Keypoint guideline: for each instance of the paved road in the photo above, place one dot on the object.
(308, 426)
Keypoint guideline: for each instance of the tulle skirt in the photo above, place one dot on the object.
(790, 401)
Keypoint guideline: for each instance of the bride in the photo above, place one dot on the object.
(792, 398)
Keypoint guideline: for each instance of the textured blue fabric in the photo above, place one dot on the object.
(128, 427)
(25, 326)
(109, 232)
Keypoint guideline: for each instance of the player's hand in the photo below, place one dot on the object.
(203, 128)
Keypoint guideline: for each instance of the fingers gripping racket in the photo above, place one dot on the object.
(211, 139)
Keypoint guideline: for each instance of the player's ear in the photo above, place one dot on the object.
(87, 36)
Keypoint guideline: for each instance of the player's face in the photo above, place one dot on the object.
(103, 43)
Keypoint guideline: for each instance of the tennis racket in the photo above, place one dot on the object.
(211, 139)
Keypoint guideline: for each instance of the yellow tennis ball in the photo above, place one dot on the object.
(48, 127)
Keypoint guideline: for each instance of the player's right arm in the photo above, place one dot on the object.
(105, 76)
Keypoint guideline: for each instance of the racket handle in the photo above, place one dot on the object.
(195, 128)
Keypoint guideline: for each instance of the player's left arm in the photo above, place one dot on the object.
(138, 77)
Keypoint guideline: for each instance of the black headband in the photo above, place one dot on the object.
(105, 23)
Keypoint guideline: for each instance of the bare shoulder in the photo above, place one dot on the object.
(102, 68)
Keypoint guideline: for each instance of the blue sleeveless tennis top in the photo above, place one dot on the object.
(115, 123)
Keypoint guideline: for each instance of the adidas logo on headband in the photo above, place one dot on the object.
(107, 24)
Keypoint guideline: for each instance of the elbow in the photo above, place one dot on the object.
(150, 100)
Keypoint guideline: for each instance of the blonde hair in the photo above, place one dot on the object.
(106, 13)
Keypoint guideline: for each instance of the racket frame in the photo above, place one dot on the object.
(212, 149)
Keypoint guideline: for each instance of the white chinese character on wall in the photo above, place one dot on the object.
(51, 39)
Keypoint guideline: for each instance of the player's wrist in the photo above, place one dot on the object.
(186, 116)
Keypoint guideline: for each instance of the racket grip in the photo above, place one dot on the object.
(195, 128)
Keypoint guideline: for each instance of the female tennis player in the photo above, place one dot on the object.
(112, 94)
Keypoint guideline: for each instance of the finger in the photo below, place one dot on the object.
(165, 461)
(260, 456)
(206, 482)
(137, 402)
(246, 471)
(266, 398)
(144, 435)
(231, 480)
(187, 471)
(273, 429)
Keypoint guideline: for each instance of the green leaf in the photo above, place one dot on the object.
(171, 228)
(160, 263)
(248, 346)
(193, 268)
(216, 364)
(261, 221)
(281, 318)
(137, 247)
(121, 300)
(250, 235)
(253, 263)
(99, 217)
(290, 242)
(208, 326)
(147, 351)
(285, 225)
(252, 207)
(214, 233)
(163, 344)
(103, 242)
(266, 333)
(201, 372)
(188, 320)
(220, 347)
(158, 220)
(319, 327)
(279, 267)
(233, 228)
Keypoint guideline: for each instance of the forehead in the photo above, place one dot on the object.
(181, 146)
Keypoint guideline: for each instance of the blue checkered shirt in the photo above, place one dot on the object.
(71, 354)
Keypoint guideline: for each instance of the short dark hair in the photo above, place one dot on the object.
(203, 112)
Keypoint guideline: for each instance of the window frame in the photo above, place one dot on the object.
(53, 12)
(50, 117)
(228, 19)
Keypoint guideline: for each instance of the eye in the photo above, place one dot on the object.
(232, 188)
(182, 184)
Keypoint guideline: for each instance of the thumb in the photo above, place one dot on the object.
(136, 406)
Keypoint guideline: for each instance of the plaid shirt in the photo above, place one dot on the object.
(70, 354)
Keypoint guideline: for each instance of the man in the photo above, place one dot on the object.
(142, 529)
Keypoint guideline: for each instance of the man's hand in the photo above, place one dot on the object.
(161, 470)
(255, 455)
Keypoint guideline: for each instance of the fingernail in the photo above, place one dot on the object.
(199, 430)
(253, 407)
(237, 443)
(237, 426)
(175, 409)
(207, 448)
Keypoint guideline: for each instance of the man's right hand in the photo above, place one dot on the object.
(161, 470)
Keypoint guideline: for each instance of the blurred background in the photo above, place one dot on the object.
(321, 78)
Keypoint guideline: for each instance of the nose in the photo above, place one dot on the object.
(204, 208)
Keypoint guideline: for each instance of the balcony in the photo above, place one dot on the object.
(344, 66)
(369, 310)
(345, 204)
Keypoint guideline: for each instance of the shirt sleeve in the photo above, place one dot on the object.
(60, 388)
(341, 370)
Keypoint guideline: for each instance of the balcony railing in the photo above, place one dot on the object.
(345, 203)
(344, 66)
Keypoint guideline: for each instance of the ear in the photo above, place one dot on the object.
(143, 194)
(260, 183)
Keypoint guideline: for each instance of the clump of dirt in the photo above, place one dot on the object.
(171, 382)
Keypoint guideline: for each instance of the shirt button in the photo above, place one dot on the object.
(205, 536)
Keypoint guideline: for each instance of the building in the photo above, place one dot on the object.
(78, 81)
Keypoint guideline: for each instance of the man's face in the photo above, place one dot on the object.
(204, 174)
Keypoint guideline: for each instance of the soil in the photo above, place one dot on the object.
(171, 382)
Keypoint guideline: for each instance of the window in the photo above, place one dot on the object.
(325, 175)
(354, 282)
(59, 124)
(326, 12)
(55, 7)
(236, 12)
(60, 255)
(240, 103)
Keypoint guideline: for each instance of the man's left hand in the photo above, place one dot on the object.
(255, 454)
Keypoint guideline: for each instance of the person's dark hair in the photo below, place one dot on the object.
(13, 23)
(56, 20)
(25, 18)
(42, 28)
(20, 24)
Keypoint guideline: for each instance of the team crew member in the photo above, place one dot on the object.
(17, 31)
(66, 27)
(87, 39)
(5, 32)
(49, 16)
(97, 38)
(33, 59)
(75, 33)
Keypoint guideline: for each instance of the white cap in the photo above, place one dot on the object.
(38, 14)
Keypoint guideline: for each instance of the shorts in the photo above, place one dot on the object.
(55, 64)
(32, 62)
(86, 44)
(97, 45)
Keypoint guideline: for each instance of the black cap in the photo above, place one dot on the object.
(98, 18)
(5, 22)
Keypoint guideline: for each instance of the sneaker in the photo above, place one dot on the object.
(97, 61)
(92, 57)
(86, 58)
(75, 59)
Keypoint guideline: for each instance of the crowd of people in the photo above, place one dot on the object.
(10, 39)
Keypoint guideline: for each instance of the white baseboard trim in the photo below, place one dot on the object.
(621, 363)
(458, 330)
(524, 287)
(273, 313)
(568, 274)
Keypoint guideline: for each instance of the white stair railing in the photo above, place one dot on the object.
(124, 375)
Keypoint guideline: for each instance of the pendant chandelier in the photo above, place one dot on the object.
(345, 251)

# # # # # # #

(ASSIGNED TASK)
The full listing must be retyped exactly as it stands.

(RESULT FOR THIS EXERCISE)
Keypoint guideline: for each instance of the paved road in the photo above, place one dot on the object.
(308, 426)
Keypoint guideline: for each instance of the tulle skirt in the photo above, place one dot on the object.
(790, 401)
Keypoint guideline: for each instance of the bride in the photo above, place one dot on the object.
(792, 398)
Keypoint guideline: for each instance of the textured blue fabric in the photo above, place one dot on the object.
(128, 427)
(25, 326)
(109, 232)
Keypoint guideline: for each instance of the player's hand in the photo below, place one dot on the object.
(203, 128)
Keypoint guideline: for each instance of the fingers gripping racket in the photo above, place one dot on the object.
(211, 139)
Keypoint guideline: for each instance of the player's ear in the photo above, place one dot on the object.
(87, 36)
Keypoint guideline: for each instance of the player's face in the photo above, place one dot on the object.
(103, 43)
Keypoint guideline: for each instance of the tennis racket in the photo above, place one dot on the object.
(211, 139)
Keypoint guideline: for each instance of the yellow tennis ball in the photo above, place one dot on the object.
(48, 127)
Keypoint guideline: for each instance of the player's right arm in the photo above, place one dot on the object.
(105, 76)
Keypoint guideline: for each instance of the racket handle in the photo above, place one dot on the object.
(195, 128)
Keypoint guideline: for each instance of the player's left arm in the photo above, place one dot on the object.
(138, 77)
Keypoint guideline: for each instance of the black headband in the photo above, place one dot on the object.
(105, 23)
Keypoint guideline: for each instance of the bare shoulder in the photo above, place one dot on the object.
(102, 68)
Keypoint guideline: for each instance of the blue sleeveless tennis top in the photo above, place one dot on the object.
(115, 123)
Keypoint guideline: for each instance of the adidas logo on headband in the photo above, place one dot on the object.
(107, 24)
Keypoint guideline: for each instance of the elbow in the photo above, place one dot on the object.
(150, 100)
Keypoint guideline: for each instance of the blonde hair in the photo above, place one dot on the object.
(106, 13)
Keypoint guideline: for each instance of the racket frame in the photo above, place one dot on the object.
(212, 149)
Keypoint guideline: for each instance of the white chinese character on wall in the photo above, place one dot on the object.
(51, 39)
Keypoint guideline: for each instance of the player's wrist in the photo above, place one dot on the object.
(186, 116)
Keypoint guideline: for each instance of the racket grip in the photo above, place one dot on the object.
(195, 128)
Keypoint guideline: for each instance of the female tennis player in the photo above, place one dot on the object.
(112, 94)
Keypoint guideline: for each instance of the finger in the photo below, place one dot on the object.
(165, 461)
(260, 456)
(206, 482)
(137, 402)
(246, 471)
(266, 398)
(144, 435)
(231, 480)
(187, 471)
(273, 429)
Keypoint guideline: for each instance of the green leaf in the photo above, place one dot on the object.
(171, 228)
(160, 263)
(248, 346)
(193, 268)
(216, 364)
(261, 221)
(281, 318)
(137, 247)
(121, 300)
(250, 235)
(253, 263)
(99, 217)
(290, 242)
(208, 326)
(147, 351)
(285, 225)
(252, 207)
(214, 233)
(163, 344)
(103, 242)
(266, 333)
(201, 372)
(188, 320)
(220, 347)
(158, 220)
(319, 327)
(279, 267)
(233, 228)
Keypoint guideline: for each instance of the forehead in the photo above, place one dot on the object.
(181, 146)
Keypoint guideline: for each instance of the blue checkered shirt in the photo above, place one dot on the object.
(71, 354)
Keypoint guideline: for each instance of the short dark hair in the photo above, place one dot on the object.
(203, 112)
Keypoint guideline: for each instance of the window frame in the photo above, place one dot on the object.
(53, 12)
(50, 117)
(228, 19)
Keypoint guideline: for each instance of the eye in the photo above, place one dot on the object.
(232, 188)
(182, 184)
Keypoint guideline: for each instance of the thumb in the photo above, place one dot on the object.
(136, 406)
Keypoint guideline: for each instance of the plaid shirt in the photo above, place one dot on the object.
(70, 354)
Keypoint guideline: for each instance of the man in the photo above, place one dot on the object.
(142, 529)
Keypoint guideline: for each instance of the man's hand in the photo above, place one dot on the object.
(161, 470)
(255, 455)
Keypoint guideline: for each instance of the fingernail in the photo above, place one dot on the object.
(199, 430)
(253, 407)
(237, 443)
(237, 426)
(175, 409)
(207, 448)
Keypoint guideline: for each instance of the man's right hand in the photo above, place one dot on the object.
(161, 470)
Keypoint guideline: for each instance of the blurred background in the photo above, place one dot on the object.
(321, 78)
Keypoint guideline: for each instance of the nose in the photo above, place one dot on the object.
(204, 208)
Keypoint guideline: for each instance of the balcony in the photo above, place one dot on the object.
(344, 66)
(369, 310)
(345, 204)
Keypoint guideline: for each instance of the shirt sleeve in the photo above, place one dot on the object.
(60, 388)
(341, 370)
Keypoint guideline: for each instance of the balcony railing in the photo above, place one dot on the object.
(345, 203)
(344, 66)
Keypoint guideline: for each instance of the ear in the photo above, place one dot on the object.
(143, 194)
(260, 183)
Keypoint guideline: for each instance of the clump of dirt in the photo above, place one dot on the object.
(171, 382)
Keypoint guideline: for each instance of the shirt button in the photo above, place one dot on the object.
(205, 536)
Keypoint guideline: for each instance of the building in the photo above, place one dot on the object.
(78, 81)
Keypoint guideline: for each instance of the man's face in the photo above, place one dot on the object.
(204, 174)
Keypoint guideline: for each instance of the soil in the photo above, place one dot on the object.
(171, 382)
Keypoint guideline: for each instance of the window in the photo above, place one dot on the object.
(325, 175)
(354, 282)
(59, 124)
(326, 12)
(55, 7)
(236, 12)
(60, 255)
(240, 103)
Keypoint guideline: for each instance of the man's left hand in the photo above, place one dot on the object.
(255, 454)
Keypoint guideline: for each instance of the person's dark hair in the photo below, place one dot on the object.
(13, 23)
(56, 20)
(25, 18)
(42, 28)
(20, 24)
Keypoint guideline: for each instance of the team crew member in the photo above, place one dot on the object.
(17, 31)
(66, 27)
(87, 39)
(5, 32)
(49, 16)
(97, 38)
(33, 59)
(75, 33)
Keypoint guideline: for each instance of the white cap in the photo above, place one dot on the object.
(38, 14)
Keypoint guideline: for each instance of the shorts in the photo above, place one dot on the object.
(55, 64)
(32, 62)
(86, 44)
(97, 45)
Keypoint guideline: for each instance of the black cap in the photo above, place one dot on the object.
(98, 18)
(5, 22)
Keypoint guideline: for each instance of the sneaker in the photo above, place one dot on the object.
(97, 61)
(92, 57)
(86, 58)
(75, 59)
Keypoint guideline: for each instance of the crowd of people in the photo above, place one dot on the object.
(10, 39)
Keypoint guideline: for each instance of the white baseboard trim in the photo below, place one dot on the object.
(621, 363)
(458, 330)
(524, 287)
(273, 313)
(568, 274)
Keypoint guideline: for each instance of the white stair railing in the photo above, place one dot on the object.
(124, 375)
Keypoint guideline: for each instance of the pendant chandelier in the photo above, place one dot on the object.
(345, 251)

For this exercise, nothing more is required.